### Material
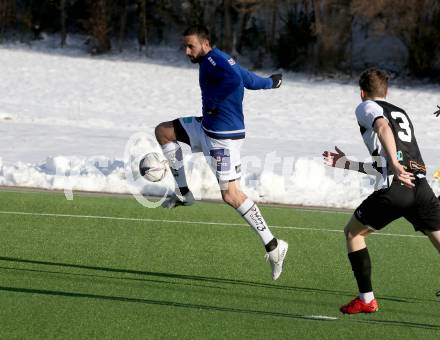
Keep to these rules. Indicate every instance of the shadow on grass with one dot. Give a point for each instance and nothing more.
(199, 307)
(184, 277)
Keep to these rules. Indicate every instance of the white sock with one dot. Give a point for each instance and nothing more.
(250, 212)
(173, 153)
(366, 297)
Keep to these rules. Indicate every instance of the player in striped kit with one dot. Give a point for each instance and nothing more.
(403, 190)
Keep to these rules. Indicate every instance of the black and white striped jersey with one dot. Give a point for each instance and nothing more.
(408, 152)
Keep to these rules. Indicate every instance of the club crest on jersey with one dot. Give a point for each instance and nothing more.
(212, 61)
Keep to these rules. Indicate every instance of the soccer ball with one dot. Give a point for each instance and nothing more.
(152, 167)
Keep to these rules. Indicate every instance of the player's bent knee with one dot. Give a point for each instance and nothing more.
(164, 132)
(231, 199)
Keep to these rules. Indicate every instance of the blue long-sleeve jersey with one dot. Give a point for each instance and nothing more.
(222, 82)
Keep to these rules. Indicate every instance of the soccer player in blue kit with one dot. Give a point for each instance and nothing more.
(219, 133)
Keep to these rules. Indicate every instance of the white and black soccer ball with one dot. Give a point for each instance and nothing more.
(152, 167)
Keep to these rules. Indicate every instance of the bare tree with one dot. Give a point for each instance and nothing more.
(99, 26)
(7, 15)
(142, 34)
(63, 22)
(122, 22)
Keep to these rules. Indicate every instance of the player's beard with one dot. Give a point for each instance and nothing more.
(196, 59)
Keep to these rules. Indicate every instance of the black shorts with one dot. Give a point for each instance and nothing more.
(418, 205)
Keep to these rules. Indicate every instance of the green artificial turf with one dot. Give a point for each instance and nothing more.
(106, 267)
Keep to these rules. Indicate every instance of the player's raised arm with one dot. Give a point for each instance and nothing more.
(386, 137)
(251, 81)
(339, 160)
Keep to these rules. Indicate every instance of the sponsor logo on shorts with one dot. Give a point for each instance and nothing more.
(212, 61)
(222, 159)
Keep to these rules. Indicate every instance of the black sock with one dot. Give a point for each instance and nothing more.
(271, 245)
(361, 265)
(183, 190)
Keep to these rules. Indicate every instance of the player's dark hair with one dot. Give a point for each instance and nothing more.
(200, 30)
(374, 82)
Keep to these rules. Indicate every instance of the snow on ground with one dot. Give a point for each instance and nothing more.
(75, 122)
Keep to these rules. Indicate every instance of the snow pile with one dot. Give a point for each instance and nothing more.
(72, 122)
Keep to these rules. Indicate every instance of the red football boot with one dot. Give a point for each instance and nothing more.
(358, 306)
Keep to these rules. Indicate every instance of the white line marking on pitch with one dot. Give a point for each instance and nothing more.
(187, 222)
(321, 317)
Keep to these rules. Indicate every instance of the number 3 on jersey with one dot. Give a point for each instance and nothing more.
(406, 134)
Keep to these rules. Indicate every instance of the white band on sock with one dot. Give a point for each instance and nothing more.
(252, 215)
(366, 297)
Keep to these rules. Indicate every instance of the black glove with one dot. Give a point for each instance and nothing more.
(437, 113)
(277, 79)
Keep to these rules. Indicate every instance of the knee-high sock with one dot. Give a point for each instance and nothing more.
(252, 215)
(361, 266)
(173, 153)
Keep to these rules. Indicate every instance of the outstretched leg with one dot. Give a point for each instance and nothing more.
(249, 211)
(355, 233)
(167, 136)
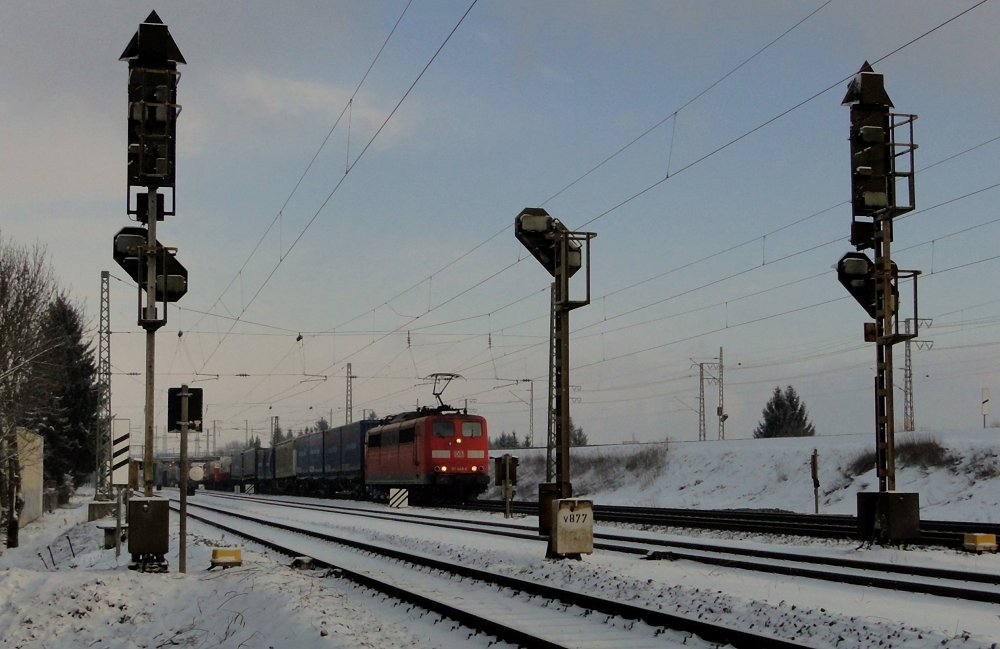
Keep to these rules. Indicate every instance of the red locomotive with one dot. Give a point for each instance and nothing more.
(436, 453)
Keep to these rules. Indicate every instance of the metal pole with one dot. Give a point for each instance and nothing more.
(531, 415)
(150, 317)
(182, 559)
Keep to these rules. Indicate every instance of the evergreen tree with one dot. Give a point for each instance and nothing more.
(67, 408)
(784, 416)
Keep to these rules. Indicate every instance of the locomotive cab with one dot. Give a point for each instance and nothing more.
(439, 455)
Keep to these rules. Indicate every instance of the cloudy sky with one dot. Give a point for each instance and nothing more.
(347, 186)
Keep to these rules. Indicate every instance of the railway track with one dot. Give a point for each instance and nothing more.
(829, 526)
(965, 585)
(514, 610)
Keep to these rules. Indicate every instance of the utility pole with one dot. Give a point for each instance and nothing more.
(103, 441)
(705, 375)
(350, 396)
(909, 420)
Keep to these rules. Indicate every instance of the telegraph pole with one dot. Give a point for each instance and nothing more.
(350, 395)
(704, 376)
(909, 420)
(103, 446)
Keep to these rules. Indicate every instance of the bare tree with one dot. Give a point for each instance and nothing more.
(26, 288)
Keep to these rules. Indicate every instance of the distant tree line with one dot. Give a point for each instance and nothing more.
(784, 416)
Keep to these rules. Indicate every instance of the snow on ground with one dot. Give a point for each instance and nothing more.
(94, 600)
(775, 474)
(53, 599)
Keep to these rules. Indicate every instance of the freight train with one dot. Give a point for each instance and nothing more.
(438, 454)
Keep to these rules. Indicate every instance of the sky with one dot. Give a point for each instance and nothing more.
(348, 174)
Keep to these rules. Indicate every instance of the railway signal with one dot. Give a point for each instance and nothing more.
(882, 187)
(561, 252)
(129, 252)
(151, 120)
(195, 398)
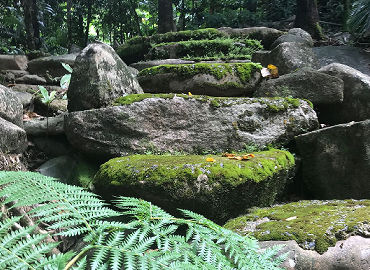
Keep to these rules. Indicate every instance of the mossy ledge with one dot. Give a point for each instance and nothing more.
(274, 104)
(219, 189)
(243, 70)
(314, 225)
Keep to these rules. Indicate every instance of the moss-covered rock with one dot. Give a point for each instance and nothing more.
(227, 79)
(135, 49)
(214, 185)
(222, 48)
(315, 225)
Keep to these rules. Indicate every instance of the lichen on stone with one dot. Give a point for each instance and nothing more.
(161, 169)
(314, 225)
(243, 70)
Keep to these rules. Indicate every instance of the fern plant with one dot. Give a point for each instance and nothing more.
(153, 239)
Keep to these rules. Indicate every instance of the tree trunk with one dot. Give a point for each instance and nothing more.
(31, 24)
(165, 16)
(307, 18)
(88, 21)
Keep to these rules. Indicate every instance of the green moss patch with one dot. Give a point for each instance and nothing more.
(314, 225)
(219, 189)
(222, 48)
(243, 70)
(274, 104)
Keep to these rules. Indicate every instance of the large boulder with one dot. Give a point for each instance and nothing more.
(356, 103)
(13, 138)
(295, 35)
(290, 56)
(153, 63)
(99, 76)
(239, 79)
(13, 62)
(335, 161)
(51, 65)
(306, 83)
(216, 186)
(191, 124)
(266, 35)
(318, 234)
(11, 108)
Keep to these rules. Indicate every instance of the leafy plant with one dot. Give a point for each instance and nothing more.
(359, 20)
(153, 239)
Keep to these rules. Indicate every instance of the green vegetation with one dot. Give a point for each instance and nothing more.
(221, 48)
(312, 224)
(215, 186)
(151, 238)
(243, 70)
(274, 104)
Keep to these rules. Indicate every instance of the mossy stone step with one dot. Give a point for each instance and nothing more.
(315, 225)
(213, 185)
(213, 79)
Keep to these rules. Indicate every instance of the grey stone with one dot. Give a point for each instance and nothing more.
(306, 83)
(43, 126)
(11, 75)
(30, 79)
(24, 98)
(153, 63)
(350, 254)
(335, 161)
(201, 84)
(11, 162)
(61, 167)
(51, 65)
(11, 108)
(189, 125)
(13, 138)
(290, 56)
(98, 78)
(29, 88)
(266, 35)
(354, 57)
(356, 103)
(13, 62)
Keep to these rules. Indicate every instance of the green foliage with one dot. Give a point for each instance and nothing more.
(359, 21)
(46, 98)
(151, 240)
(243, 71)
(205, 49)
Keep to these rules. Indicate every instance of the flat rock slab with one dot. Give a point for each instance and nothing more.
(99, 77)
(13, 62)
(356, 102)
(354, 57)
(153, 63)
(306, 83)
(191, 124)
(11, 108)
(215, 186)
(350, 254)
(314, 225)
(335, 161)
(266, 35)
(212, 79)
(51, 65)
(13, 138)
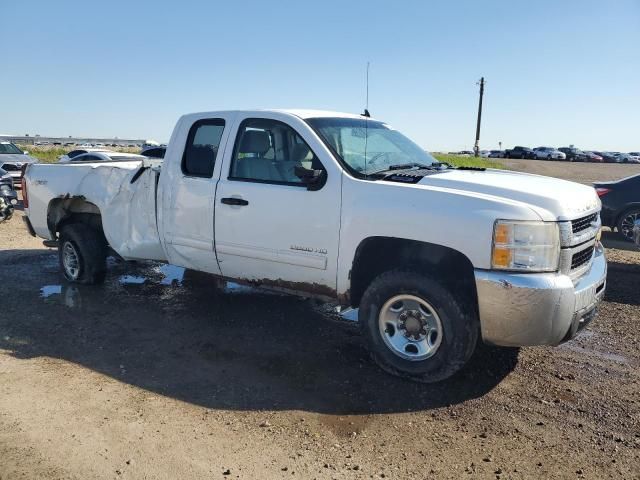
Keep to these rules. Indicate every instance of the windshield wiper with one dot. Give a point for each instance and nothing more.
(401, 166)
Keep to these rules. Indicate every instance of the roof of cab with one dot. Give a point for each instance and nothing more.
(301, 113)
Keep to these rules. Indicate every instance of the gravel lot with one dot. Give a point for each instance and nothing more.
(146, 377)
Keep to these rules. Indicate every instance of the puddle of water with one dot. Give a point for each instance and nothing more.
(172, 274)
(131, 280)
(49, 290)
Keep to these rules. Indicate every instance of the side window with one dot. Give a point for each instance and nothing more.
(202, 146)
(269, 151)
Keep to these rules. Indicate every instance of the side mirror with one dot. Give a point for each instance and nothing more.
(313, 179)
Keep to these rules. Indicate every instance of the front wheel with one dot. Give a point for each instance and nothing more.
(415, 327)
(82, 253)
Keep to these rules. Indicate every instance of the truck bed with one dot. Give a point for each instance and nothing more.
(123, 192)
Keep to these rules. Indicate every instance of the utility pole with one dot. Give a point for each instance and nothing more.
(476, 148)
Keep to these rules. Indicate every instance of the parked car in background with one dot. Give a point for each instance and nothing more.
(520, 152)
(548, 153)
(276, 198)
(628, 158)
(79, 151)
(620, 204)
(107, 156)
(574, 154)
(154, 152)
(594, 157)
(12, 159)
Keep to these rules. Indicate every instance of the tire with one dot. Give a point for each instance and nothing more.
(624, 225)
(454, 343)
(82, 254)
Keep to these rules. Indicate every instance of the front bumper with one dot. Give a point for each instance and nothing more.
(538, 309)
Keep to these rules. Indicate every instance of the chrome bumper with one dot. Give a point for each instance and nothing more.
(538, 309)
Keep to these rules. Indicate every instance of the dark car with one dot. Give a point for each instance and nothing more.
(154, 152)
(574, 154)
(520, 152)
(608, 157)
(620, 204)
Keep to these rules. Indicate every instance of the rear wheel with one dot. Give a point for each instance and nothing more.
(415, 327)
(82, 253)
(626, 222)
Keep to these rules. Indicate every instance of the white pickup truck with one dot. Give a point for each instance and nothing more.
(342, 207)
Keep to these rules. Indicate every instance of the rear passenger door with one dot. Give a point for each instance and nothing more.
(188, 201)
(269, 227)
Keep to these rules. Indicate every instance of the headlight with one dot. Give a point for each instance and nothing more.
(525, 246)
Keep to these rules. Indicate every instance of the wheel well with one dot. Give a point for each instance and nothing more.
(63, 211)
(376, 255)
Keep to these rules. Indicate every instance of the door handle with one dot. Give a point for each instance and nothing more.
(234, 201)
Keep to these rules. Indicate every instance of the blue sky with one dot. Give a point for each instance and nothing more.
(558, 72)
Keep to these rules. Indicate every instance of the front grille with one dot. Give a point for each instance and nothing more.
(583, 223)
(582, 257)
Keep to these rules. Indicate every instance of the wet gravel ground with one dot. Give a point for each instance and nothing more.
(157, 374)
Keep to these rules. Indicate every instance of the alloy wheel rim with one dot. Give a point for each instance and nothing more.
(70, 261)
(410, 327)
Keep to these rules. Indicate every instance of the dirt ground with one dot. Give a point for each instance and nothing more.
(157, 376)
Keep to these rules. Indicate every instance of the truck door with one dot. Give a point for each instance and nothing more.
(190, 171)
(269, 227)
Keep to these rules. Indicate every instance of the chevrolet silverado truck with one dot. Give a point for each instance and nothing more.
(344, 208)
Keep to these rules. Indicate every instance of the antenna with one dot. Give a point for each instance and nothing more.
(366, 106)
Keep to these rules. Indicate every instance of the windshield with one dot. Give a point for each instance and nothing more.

### Your goal
Convert the material from the line with "Keep to these rules. Indicate every instance of the antenna" through the end into a JSON list of strings, one per line, with blank lines left out.

### Solution to the exercise
[
  "Keep to these rules. Indicate every instance of the antenna with one dot. Give a point for each instance and nothing more.",
  "(366, 106)",
  "Keep to these rules. Indicate every instance of the windshield with one dot. Give a point for each instance and nothing more."
]